[Date Prev][Date Next][Thread Prev][Thread Next][Date index][Thread index]
Re: st: Comparing change in rates - frustrating problem: questionableresults

From	Joseph Coveney <[email protected]>
To	Statalist <[email protected]>
Subject	Re: st: Comparing change in rates - frustrating problem: questionableresults
Date	Wed, 11 Feb 2004 20:50:45 +0900
In the ongoing discussion of multiple logistic regression versus conditional 
logistic regression approaches to analysis of data from a randomized, 
prospective study with a parallel-groups design that includes baseline 
measurement of the binary outcome variable, Ricardo Ovaldia presented a dataset 
and regression results by both approaches.

>Continuing on a previous discussion, I applied both
>Joseph's and Kieran's method to a a large set of the
>seat belt intervention data and obtained some
>questionable results. Here is a summary table:
>
[redacted]
>
>With Joseph's method the p-value for the interaction
>is 0.683, indicating no treatment effect.
>But with Kieran's method the p-value is 0.032
>indicating a significant treatment effect. Looking at
>the actual data I believe the results from the
>conditional logistic more than the "MANOVA" like
>approach, given that the baselines are similar.
>
>What am I missing?
>
>Thank you,
>Ricardo.

With ANCOVA-like multiple logistic regression, which treats the baseline as a 
predictor (covariate), the "main effects" of intervention (treatment) in 
Ricardo's dataset were associated with a Z-statistic of 2.42 (P < 0.05).  The 
corresponding slope coefficient for the baseline covariate was asssociated with 
a Z-statistic of 4.96 (P < 0.05).  As Ricardo noted, the interaction term was 
associated with a Z-statistic of -0.41 (P > 0.05).  My interpretation of this 
is that 

(i) intervention *does* result in a statistically significant difference (at 
the 5% level) in seatbelt usage from nonintervention, with an estimated odds 
ratio of 2 (95% confidence interval: 1-4), 

(ii) as expected, pretreatment seatbelt use strongly predicts postreatment 
usage, with an odds ratio of 7 (3-14), and 

(iii) pretreatment seatbelt usage and intervention do not interact.  

Note that the interpretation is straightforward and analogous to that for 
ANCOVA in that statistical significance of the baseline-by-treatment 
interaction term is not needed to infer that treament or intervention displays 
an effect.

I don't know how to interpret the results from the corresponding conditional 
logistic regression printout, except to note, as Kieran McCaul earlier showed, 
that the odds ratios reflect those obtained in separate McNemar tests of the 
two treatment groups.  From the brief numerical study described below, it is 
apparent that, while the p-value from the conditional logistic regression 
approach is affected by a lot of (irrelevant) things, it does not reflect the 
statistical significance of the treatment factor, and therefore this approach 
is unsuitable for this type of study design.

In the simulation, all scenarios have equal treatment group sizes, which is the 
expectation in a randomized parallel-group design with a 1:1 treatment 
assigment ratio.  The first three settings (simulations) evaluate the "test 
size" (Type I error rate) of both approaches under a variety of conditions.  
The first setting has unbalanced baseline rates of responses and equal rates of 
changeover due to treatment.  The second setting balances the baseline rates of 
response and maintains the equal rates of changeover.  The third setting 
maintains the balance in both baseline and changeover rates, and just increases 
the changeover rates.  The fourth and fifth settings illustrate the relative 
power of the two approaches.

________________________

**WRITTEN INSTRUCTION 1:** Extract everything in the forum post from "[Date Prev][Date Next][Thread" down to "by both approaches.".
The records are unrelated to the forum post.

________________________

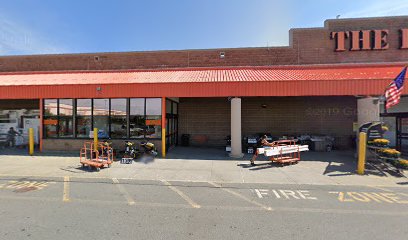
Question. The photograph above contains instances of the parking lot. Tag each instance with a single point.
(52, 208)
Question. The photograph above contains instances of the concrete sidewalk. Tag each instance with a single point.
(204, 165)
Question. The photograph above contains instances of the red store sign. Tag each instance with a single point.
(367, 40)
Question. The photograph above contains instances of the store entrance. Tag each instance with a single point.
(402, 134)
(171, 124)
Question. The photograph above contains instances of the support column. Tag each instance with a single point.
(40, 138)
(236, 137)
(163, 122)
(368, 110)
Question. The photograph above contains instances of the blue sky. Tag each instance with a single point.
(73, 26)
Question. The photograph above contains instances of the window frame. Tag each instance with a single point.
(75, 115)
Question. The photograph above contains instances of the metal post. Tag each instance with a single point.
(362, 149)
(96, 138)
(31, 141)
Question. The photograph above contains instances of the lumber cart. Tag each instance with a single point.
(283, 151)
(96, 157)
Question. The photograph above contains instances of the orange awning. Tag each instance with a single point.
(315, 80)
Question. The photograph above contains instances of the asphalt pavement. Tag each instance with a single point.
(115, 208)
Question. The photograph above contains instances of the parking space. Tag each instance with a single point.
(30, 187)
(209, 195)
(152, 192)
(104, 190)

________________________

**WRITTEN INSTRUCTION 2:** Rewrite all of the records with "lumber cart" changed to "flatbed cart" and nothing else altered. Omit the pictures.

**WRITTEN REPLY 1:**
[Date Prev][Date Next][Thread Prev][Thread Next][Date index][Thread index]
Re: st: Comparing change in rates - frustrating problem: questionableresults

From	Joseph Coveney <[email protected]>
To	Statalist <[email protected]>
Subject	Re: st: Comparing change in rates - frustrating problem: questionableresults
Date	Wed, 11 Feb 2004 20:50:45 +0900
In the ongoing discussion of multiple logistic regression versus conditional 
logistic regression approaches to analysis of data from a randomized, 
prospective study with a parallel-groups design that includes baseline 
measurement of the binary outcome variable, Ricardo Ovaldia presented a dataset 
and regression results by both approaches.

**WRITTEN REPLY 2:**
Question. The photograph above contains instances of the parking lot. Tag each instance with a single point.
(52, 208)
Question. The photograph above contains instances of the concrete sidewalk. Tag each instance with a single point.
(204, 165)
Question. The photograph above contains instances of the red store sign. Tag each instance with a single point.
(367, 40)
Question. The photograph above contains instances of the store entrance. Tag each instance with a single point.
(402, 134)
(171, 124)
Question. The photograph above contains instances of the support column. Tag each instance with a single point.
(40, 138)
(236, 137)
(163, 122)
(368, 110)
Question. The photograph above contains instances of the blue sky. Tag each instance with a single point.
(73, 26)
Question. The photograph above contains instances of the window frame. Tag each instance with a single point.
(75, 115)
Question. The photograph above contains instances of the metal post. Tag each instance with a single point.
(362, 149)
(96, 138)
(31, 141)
Question. The photograph above contains instances of the flatbed cart. Tag each instance with a single point.
(283, 151)
(96, 157)
Question. The photograph above contains instances of the orange awning. Tag each instance with a single point.
(315, 80)
Question. The photograph above contains instances of the asphalt pavement. Tag each instance with a single point.
(115, 208)
Question. The photograph above contains instances of the parking space. Tag each instance with a single point.
(30, 187)
(209, 195)
(152, 192)
(104, 190)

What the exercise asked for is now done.